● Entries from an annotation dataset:
..........

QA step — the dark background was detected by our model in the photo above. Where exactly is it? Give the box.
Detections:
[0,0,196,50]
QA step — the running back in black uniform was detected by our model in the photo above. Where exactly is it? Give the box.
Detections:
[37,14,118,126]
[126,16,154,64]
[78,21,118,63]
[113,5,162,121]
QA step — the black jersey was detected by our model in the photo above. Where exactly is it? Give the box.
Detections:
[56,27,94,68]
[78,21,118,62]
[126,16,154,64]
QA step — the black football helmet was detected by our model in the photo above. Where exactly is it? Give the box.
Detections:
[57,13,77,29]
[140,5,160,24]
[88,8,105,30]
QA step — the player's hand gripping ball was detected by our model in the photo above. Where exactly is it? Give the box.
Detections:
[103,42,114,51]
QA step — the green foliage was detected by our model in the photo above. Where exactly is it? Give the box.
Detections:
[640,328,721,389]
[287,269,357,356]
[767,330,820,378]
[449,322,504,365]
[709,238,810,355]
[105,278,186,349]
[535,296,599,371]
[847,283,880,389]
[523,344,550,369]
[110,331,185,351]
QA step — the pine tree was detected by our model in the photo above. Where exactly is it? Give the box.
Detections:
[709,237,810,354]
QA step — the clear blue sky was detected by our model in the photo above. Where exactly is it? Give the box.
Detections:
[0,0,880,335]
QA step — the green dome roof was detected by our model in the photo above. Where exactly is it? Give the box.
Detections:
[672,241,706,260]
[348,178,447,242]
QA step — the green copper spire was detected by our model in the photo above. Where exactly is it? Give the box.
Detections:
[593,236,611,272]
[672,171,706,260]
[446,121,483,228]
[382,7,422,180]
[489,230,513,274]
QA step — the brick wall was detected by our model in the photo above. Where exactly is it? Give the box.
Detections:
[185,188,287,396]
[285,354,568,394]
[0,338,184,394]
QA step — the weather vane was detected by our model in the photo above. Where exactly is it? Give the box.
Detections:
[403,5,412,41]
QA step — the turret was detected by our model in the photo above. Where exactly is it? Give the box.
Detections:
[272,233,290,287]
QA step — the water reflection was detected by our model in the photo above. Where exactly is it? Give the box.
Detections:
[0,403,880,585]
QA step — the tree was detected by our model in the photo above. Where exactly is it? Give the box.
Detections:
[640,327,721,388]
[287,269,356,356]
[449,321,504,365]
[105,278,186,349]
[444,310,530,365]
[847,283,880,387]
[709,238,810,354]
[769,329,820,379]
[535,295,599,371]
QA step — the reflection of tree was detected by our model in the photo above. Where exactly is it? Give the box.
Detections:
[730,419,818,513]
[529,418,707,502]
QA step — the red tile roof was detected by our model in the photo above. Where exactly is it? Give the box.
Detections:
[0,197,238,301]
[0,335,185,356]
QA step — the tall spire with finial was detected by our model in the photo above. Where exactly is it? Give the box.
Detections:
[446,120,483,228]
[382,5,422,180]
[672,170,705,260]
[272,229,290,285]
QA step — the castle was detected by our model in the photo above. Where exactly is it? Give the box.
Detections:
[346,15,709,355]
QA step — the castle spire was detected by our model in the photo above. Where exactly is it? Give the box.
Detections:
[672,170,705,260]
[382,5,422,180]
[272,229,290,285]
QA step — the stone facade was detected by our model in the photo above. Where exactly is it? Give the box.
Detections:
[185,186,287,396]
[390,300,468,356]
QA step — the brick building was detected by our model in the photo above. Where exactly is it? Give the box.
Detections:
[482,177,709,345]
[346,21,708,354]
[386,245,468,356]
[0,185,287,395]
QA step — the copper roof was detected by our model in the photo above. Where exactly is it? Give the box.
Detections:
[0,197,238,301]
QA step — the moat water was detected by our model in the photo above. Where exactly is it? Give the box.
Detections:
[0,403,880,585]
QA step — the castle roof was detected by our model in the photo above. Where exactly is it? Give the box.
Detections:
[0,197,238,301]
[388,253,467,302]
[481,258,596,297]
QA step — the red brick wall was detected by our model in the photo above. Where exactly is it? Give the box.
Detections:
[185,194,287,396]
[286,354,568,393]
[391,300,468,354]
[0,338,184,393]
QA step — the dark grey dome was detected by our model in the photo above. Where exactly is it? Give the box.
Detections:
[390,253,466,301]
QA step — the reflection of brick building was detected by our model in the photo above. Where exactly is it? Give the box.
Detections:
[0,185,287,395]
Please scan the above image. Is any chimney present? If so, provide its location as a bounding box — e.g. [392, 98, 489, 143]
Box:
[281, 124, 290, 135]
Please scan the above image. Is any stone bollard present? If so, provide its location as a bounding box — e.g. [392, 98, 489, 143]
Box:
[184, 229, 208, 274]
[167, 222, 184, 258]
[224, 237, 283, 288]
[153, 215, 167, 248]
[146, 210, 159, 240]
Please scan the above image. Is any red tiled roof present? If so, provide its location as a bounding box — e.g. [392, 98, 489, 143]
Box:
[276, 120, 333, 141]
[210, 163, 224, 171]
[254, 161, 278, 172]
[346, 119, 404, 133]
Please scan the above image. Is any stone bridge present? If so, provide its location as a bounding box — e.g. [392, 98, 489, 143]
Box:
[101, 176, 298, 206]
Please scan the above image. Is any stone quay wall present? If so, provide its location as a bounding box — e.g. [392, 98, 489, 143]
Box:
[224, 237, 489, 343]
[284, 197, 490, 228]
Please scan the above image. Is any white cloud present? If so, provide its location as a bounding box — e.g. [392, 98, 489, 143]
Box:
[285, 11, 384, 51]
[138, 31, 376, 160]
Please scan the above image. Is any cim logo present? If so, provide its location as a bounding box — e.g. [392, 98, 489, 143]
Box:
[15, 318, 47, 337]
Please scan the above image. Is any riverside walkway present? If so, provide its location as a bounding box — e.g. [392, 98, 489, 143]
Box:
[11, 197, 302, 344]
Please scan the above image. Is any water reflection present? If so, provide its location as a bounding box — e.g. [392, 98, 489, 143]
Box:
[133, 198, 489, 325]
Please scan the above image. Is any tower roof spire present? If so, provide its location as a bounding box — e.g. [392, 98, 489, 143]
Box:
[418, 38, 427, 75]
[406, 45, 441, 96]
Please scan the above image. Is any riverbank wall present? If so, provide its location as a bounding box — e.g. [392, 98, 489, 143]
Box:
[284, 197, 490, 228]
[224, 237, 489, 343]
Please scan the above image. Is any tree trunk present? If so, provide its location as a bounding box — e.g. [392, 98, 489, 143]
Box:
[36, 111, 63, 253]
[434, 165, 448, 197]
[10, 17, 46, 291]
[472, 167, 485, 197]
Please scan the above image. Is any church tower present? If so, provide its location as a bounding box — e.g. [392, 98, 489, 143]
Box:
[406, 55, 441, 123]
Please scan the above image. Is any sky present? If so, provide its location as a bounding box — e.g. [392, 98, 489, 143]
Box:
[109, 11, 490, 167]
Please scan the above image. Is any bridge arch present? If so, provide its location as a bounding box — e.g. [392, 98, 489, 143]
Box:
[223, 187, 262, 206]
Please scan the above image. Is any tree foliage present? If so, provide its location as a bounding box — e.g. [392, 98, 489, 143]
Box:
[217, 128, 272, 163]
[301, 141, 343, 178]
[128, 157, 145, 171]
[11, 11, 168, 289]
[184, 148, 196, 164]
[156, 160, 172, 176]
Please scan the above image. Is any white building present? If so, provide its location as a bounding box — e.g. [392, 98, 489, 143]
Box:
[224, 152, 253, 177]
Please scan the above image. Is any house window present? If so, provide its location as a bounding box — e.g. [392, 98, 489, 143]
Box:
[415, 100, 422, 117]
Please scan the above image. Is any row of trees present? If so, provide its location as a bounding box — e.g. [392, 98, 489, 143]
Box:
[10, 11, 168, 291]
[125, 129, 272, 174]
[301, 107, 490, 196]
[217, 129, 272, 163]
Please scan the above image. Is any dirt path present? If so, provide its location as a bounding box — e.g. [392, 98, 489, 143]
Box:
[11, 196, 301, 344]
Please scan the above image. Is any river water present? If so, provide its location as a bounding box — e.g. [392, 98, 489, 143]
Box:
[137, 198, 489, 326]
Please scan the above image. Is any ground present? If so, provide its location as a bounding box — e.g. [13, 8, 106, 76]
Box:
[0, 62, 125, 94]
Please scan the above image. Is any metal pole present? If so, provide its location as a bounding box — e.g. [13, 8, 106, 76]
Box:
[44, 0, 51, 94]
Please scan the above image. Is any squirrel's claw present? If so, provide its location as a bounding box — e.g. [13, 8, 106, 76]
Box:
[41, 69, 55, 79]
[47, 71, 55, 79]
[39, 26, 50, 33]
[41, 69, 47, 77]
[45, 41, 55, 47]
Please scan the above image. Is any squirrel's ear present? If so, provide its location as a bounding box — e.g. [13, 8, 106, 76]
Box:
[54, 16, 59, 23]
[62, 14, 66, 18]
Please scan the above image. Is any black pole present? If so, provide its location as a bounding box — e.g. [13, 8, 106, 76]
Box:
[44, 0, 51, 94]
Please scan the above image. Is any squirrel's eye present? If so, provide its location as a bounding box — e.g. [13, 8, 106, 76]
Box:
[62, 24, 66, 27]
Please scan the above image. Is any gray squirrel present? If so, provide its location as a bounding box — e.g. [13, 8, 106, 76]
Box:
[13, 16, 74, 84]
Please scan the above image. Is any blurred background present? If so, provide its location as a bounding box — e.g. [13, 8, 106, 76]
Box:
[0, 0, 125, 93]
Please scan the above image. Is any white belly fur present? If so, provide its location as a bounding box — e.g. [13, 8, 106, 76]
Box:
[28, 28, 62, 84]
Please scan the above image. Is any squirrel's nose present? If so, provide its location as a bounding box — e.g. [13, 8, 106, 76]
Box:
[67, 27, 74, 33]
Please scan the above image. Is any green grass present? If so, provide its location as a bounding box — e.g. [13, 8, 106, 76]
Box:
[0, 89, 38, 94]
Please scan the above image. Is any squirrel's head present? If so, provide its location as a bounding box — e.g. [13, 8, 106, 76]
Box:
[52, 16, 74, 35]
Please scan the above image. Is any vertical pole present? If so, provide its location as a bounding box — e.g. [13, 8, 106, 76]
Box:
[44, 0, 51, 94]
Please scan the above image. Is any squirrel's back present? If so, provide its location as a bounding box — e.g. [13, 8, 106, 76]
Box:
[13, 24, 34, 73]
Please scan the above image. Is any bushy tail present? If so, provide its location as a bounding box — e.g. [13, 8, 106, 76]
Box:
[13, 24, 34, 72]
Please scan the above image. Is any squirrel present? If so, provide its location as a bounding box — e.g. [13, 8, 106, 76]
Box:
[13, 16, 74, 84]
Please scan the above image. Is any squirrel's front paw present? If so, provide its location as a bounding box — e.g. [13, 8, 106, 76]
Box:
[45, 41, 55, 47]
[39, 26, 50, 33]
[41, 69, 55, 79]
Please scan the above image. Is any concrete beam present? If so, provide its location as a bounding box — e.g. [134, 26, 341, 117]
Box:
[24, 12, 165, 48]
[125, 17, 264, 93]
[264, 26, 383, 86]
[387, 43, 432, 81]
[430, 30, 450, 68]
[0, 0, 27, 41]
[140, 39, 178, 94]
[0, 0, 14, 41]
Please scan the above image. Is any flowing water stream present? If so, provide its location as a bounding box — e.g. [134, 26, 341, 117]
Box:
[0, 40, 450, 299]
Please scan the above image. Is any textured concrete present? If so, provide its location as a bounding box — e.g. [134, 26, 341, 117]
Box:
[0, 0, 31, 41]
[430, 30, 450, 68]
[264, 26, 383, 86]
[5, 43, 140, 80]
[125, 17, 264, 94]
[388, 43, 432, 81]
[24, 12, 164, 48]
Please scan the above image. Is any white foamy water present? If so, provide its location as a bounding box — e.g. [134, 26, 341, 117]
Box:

..........

Rewrite the lines of the material from the one containing "Please scan the above image. Is any cim" through the one containing "[11, 197, 302, 344]", inclusive, changing "riverside walkway" to "waterfront promenade" and leaving everything else as it is.

● Answer to this problem:
Please scan the above image. Is any cim logo present? If so, provide its location as a bounding box — e.g. [392, 98, 489, 143]
Box:
[15, 318, 47, 337]
Please scan the above image. Is any waterfront promenade present? If so, provide its location as a bounding box — e.g. [392, 98, 489, 143]
Box:
[11, 197, 302, 344]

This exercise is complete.